Imoto, bearing 16 units of health (Qi (気 Ki, meaning "life energy")), dies when the health is depleted. He carries up to three lives (命 Inochi). The game starts with three lives; once the life count is zero and Imoto dies, the game ends. When Imoto defeats a boss, the words "monster defeated" (怨霊調伏 Onryō Chōfuku, "Vengeful Ghost Submitted") appear and the player gains a scroll containing a new spell.

== Plot ==
Musya follows a pikeman (described as a spearman in the Japanese version) named Imoto (Jinrai (神雷) in the Japanese version), who must descend to the abyss to save Shizuka, a maiden. After Imoto survives a battle in which all other combatants perish, he travels to Tengumura Village, where he collapses. The mayor, Akagi (who is not named in the Japanese version), greets Imoto and tells him that Shizuka (しずか) needs to be rescued. Imoto heads into Tengumura Cavern (known in the Japanese version as Kihōshōnyūdō (鬼宝鍾乳洞)).

== Regional differences ==
The game received several edits for the North American edition. For instance, the large testes of the tanuki character were removed for the North American edition. In addition, the manji (卍) shown to reveal the amount of spell scrolls held was edited away.

The Japanese version of the game is one of the few games that uses Japanese numerals. The English version uses Arabic numerals.

_Source material_
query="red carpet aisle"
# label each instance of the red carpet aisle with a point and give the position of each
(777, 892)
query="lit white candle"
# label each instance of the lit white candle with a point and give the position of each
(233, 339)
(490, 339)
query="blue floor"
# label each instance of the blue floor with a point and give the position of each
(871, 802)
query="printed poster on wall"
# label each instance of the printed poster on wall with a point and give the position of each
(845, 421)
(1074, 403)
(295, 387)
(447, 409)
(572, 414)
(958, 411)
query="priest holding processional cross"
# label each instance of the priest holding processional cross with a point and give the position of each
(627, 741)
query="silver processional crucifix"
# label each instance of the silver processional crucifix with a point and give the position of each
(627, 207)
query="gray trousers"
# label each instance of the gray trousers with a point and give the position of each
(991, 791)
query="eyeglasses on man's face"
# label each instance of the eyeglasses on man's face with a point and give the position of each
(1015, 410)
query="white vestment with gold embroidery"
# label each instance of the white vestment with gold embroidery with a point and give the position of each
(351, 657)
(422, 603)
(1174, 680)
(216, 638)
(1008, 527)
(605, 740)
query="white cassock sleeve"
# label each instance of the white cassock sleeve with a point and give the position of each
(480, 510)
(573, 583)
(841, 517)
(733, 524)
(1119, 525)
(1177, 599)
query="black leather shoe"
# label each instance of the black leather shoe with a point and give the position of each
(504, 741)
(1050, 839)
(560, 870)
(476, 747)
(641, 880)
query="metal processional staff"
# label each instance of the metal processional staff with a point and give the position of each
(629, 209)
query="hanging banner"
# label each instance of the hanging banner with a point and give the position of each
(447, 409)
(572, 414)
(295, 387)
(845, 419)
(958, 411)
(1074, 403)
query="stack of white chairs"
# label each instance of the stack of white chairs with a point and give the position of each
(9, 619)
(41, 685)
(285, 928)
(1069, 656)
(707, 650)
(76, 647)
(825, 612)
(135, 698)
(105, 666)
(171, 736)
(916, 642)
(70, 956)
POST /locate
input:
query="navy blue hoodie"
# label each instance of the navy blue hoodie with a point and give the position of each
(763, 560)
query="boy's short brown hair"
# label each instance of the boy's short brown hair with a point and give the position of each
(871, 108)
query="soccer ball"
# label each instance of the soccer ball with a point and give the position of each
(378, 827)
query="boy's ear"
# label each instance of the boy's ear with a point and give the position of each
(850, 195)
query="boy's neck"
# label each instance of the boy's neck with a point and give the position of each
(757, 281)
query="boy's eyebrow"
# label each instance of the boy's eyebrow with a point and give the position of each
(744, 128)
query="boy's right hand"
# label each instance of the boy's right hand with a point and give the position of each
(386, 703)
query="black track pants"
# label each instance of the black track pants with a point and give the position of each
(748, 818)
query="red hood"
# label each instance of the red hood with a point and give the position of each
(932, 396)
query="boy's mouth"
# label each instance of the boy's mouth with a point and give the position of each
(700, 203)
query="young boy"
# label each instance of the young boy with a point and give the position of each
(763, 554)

_What you need to do_
a – From the rows above, return each line that contains the string "sleeve".
b – Extend the Musya game text, starting right after its final sentence.

_Results in order_
a –
query="white cassock sleeve"
# label each instance of the white cassock sleeve with a point and give the position of each

b –
Japanese dialogue is replaced with English-language dialogue. In addition, Musya uses Japanese kanji characters in various parts of the game to represent modes and levels. For instance, in the Japanese version of the game, the English-language word "Pause" is not used; instead the word Ippuku (一服, meaning "break" or "to take a break") appears from both ends of the screen. In the English-language version, the word "Pause" forms under the word "Ippuku," with the "Pa" under the "一" and the "Use" under the "服."

The tagline for the Japanese version is "Japanesque Horror Action" (ジャパネスク・ホラー・アクション), which was changed to "The Classic Tale of Japanese Horror" for the U.S. version.

== Reception ==

The Japanese publication Micom BASIC Magazine ranked Musya twentieth in popularity in its July 1992 issue, and it received a 20.02/30 score in a 1993 readers' poll conducted by Super Famicom Magazine, ranking among Super Famicom titles at the number 134 spot. The game received mixed reviews from critics.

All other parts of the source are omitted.